Please set down only the lines below starting with the line with "Where can the red lion" and going on through the line with "target | stone temple", verbatim and without pictures.

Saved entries
━━━━━━━━━━━━━━━━
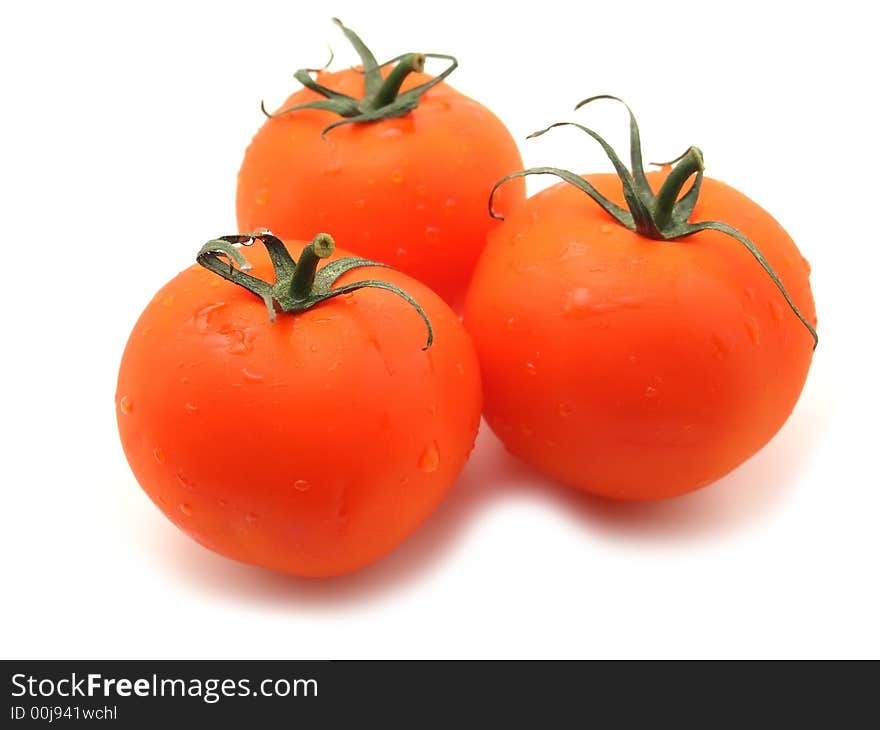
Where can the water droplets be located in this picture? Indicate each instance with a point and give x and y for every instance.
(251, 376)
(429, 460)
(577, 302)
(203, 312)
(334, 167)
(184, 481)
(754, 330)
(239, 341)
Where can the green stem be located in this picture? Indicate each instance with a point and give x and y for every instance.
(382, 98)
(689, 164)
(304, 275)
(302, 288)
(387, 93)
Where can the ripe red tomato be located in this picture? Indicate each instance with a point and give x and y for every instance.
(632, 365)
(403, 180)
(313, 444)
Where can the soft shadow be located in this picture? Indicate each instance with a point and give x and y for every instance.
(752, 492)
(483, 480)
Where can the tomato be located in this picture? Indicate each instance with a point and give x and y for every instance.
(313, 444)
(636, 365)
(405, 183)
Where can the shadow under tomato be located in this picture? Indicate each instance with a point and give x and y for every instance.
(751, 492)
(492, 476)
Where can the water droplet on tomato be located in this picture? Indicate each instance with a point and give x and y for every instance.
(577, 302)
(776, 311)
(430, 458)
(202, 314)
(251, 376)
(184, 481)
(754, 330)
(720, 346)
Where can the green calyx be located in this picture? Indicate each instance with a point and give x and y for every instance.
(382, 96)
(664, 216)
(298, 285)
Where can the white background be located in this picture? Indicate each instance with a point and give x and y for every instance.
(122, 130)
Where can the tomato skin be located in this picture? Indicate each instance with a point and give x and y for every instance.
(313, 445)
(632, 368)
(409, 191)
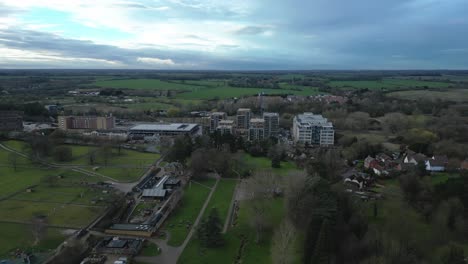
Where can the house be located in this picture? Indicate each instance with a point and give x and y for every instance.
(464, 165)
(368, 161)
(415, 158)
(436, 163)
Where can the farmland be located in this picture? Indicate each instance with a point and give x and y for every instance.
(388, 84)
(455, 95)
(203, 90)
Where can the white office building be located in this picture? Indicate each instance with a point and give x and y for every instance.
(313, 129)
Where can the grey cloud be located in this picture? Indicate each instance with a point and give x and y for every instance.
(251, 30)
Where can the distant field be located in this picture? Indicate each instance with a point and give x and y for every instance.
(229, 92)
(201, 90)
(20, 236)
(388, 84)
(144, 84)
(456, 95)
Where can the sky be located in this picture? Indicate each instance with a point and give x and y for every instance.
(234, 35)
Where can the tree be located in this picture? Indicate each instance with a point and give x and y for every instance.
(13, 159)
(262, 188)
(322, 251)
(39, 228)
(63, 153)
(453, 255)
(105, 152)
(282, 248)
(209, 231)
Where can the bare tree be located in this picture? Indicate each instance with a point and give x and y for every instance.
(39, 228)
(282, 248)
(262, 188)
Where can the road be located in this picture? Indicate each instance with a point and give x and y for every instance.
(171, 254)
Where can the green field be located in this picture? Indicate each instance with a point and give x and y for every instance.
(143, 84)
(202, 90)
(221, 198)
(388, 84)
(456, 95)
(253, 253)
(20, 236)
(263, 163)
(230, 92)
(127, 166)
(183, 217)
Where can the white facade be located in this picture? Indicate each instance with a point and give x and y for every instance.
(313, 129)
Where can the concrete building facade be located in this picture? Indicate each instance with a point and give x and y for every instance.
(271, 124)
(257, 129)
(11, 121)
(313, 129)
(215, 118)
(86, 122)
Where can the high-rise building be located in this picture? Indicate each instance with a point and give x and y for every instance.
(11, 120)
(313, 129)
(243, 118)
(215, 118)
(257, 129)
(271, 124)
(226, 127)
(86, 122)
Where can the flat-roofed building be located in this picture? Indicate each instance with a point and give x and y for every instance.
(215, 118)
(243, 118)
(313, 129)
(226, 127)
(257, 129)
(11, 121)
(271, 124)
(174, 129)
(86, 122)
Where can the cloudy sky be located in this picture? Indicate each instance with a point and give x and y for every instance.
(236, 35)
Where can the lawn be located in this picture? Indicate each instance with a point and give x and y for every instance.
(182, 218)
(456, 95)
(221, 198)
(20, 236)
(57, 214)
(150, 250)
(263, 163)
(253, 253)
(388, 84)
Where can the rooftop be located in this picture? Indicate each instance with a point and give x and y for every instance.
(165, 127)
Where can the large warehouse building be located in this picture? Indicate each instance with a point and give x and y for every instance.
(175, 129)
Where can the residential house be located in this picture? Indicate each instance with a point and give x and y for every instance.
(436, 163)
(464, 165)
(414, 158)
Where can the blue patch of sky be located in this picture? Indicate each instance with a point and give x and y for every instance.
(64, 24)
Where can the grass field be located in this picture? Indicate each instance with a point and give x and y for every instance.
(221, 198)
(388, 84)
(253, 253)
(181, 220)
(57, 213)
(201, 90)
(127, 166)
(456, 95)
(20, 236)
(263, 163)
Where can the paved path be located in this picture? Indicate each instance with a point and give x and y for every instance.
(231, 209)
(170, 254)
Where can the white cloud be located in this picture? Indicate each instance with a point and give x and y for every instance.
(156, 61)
━━━━━━━━━━━━━━━━
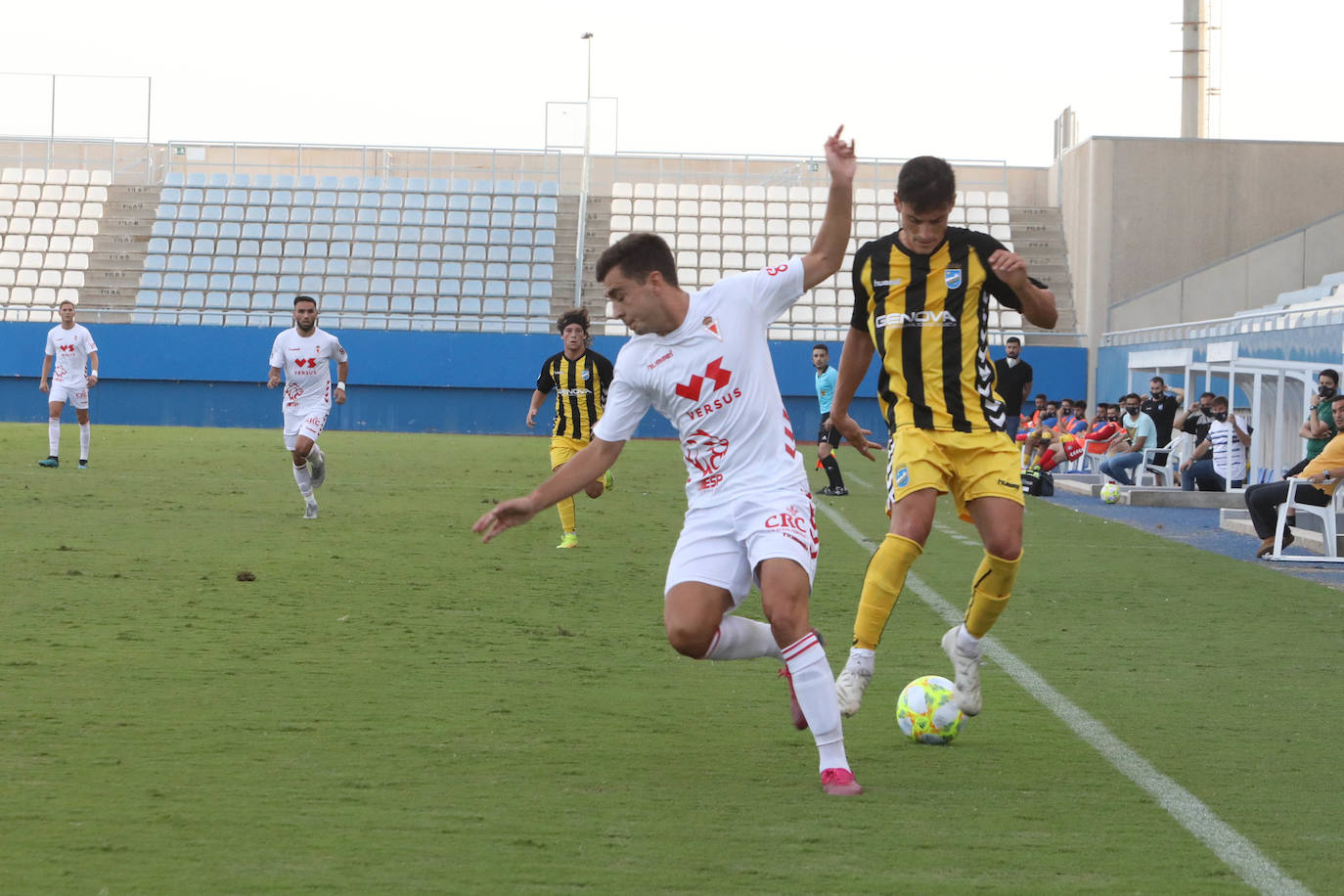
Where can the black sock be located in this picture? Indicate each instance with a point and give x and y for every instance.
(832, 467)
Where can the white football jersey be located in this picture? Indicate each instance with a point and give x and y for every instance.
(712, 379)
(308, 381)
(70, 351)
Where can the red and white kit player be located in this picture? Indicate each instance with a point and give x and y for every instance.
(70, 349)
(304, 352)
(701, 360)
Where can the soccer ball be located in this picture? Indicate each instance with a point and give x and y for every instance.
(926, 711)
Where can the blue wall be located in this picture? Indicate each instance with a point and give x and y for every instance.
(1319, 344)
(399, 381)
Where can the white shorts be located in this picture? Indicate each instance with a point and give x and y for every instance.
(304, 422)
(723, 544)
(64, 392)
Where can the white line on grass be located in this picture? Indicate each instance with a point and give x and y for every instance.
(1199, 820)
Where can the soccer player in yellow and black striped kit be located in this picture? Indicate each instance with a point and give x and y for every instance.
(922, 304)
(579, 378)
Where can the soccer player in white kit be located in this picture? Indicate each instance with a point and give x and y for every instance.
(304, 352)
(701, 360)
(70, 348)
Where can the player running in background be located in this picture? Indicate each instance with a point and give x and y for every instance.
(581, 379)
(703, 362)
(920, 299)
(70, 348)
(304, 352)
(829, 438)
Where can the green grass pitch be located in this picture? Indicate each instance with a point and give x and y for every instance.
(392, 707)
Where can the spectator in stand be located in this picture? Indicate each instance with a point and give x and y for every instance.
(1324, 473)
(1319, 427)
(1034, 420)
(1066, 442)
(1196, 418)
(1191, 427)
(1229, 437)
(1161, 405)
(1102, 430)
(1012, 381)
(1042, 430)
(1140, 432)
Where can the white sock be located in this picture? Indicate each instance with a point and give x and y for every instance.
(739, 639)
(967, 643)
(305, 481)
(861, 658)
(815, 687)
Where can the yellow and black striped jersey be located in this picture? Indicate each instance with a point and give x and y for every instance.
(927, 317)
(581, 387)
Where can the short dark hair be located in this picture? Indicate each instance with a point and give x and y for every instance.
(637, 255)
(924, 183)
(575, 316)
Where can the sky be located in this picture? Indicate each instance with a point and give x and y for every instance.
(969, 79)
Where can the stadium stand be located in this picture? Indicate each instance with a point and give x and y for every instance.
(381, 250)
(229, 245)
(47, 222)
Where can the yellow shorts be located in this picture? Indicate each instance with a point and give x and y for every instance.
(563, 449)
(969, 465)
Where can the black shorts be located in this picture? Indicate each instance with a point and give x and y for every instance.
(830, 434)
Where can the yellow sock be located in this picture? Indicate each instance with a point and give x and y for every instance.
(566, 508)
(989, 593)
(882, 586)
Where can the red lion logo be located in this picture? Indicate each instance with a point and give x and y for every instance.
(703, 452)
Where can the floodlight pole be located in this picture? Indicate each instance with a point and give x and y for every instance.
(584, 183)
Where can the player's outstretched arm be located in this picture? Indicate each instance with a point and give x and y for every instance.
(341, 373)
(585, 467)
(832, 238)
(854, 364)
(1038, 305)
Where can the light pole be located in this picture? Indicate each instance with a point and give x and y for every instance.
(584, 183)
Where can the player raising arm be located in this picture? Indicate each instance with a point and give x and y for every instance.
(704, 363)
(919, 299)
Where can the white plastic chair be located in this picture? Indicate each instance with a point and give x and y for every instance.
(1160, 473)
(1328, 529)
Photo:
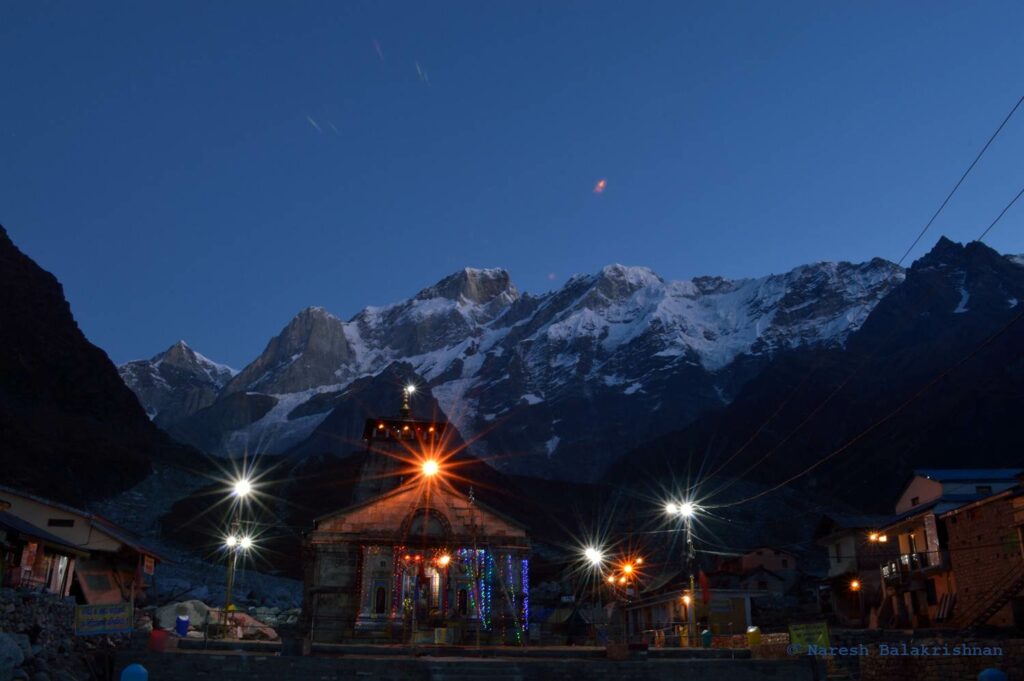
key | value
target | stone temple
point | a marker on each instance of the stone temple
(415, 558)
━━━━━━━━━━━━━━━━
The completed task:
Where can the red lion logo be located in this picture? Indicate each instance with a point and give x and y for every instance.
(703, 452)
Where can the floodlight pole be located in this picture? Indicate each instance with a point and give x and y for every instance.
(584, 183)
Where can the player's outstretched arm be located in this picture? Indicate each instance with a point and give x and y for every instance.
(341, 373)
(585, 467)
(832, 238)
(854, 364)
(1038, 305)
Where can the light pole be located in this picture? Indicate each instance with a point and give x and y for every instance.
(584, 183)
Where can the player raising arm be located in this picture? Indicate each instance with a point and give x and y for every instance.
(704, 363)
(919, 299)
Where can the white plastic chair be located in this picture? Indicate each instance with a point and give x and y for every instance.
(1160, 473)
(1328, 529)
Photo:
key | value
target | stone temple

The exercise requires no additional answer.